● DATA FOR THIS TASK

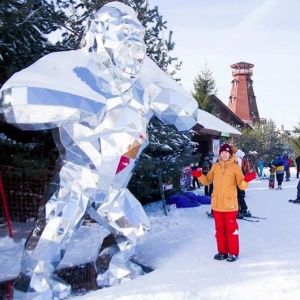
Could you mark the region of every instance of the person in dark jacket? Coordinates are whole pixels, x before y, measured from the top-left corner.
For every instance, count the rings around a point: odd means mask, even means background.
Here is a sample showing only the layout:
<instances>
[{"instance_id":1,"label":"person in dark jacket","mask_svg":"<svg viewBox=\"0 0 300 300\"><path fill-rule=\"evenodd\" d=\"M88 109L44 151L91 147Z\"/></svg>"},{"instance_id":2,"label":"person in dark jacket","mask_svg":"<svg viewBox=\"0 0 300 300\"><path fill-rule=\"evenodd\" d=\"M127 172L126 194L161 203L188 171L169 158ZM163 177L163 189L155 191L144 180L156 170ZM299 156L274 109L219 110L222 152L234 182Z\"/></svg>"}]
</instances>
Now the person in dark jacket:
<instances>
[{"instance_id":1,"label":"person in dark jacket","mask_svg":"<svg viewBox=\"0 0 300 300\"><path fill-rule=\"evenodd\" d=\"M250 164L249 161L245 159L245 152L239 149L237 146L232 146L232 152L235 155L237 164L241 167L243 174L250 173ZM242 219L244 217L251 217L251 213L248 210L248 205L246 203L246 191L241 190L237 187L237 196L238 196L238 203L239 203L239 213L238 218Z\"/></svg>"},{"instance_id":2,"label":"person in dark jacket","mask_svg":"<svg viewBox=\"0 0 300 300\"><path fill-rule=\"evenodd\" d=\"M295 200L289 200L289 202L300 204L300 180L298 181L297 184L297 197Z\"/></svg>"},{"instance_id":3,"label":"person in dark jacket","mask_svg":"<svg viewBox=\"0 0 300 300\"><path fill-rule=\"evenodd\" d=\"M300 172L300 154L299 156L296 158L296 177L299 178L299 172Z\"/></svg>"},{"instance_id":4,"label":"person in dark jacket","mask_svg":"<svg viewBox=\"0 0 300 300\"><path fill-rule=\"evenodd\" d=\"M284 176L284 159L280 154L278 154L276 156L276 159L273 162L273 165L276 168L275 172L276 172L276 180L277 180L277 184L278 184L276 190L281 190L282 189L283 176Z\"/></svg>"},{"instance_id":5,"label":"person in dark jacket","mask_svg":"<svg viewBox=\"0 0 300 300\"><path fill-rule=\"evenodd\" d=\"M209 170L211 169L212 166L212 161L210 159L210 157L208 156L208 154L204 157L201 168L202 168L202 172L204 175L206 175ZM212 192L214 189L214 185L213 183L211 183L210 185L205 185L204 186L204 195L205 196L211 196Z\"/></svg>"}]
</instances>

● WORK TO BE COMPLETED
Which lines above hold the string "every"? Show each of them.

● YOUR RESPONSE
Could you mark the region of every instance of the person in dark jacket? Coordinates are whole pixels, x before y, measured from the top-left corner.
For every instance, count the rings around a point: odd means mask, even means background.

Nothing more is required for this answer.